### TASK TO CARRY OUT
An exact copy of each line below is needed, with no images in it.

Image-backed grounding data:
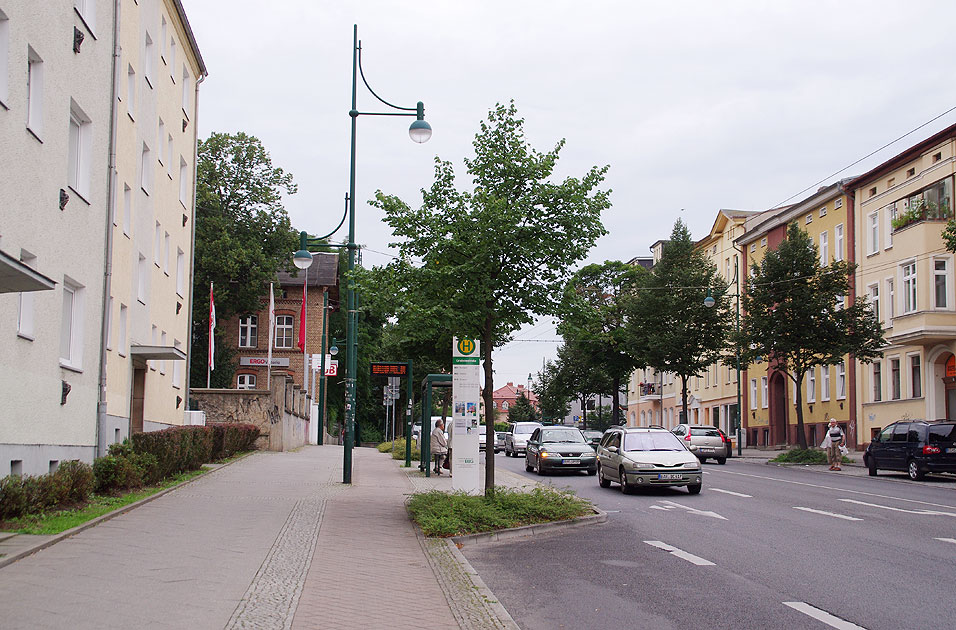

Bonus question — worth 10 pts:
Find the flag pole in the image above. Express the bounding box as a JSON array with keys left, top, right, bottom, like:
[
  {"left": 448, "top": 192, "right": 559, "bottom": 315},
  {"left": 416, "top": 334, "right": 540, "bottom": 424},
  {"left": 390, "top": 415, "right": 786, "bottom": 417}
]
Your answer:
[
  {"left": 207, "top": 282, "right": 214, "bottom": 388},
  {"left": 267, "top": 282, "right": 274, "bottom": 390}
]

### OUTPUT OF THE EXERCISE
Bonus question — worth 10 pts:
Find the flag pole in the image above. Express the bounding box as a JSON array with keys left, top, right, bottom, like:
[
  {"left": 448, "top": 192, "right": 559, "bottom": 315},
  {"left": 416, "top": 334, "right": 540, "bottom": 424},
  {"left": 390, "top": 415, "right": 786, "bottom": 417}
]
Your answer:
[
  {"left": 207, "top": 282, "right": 214, "bottom": 388},
  {"left": 267, "top": 282, "right": 274, "bottom": 390}
]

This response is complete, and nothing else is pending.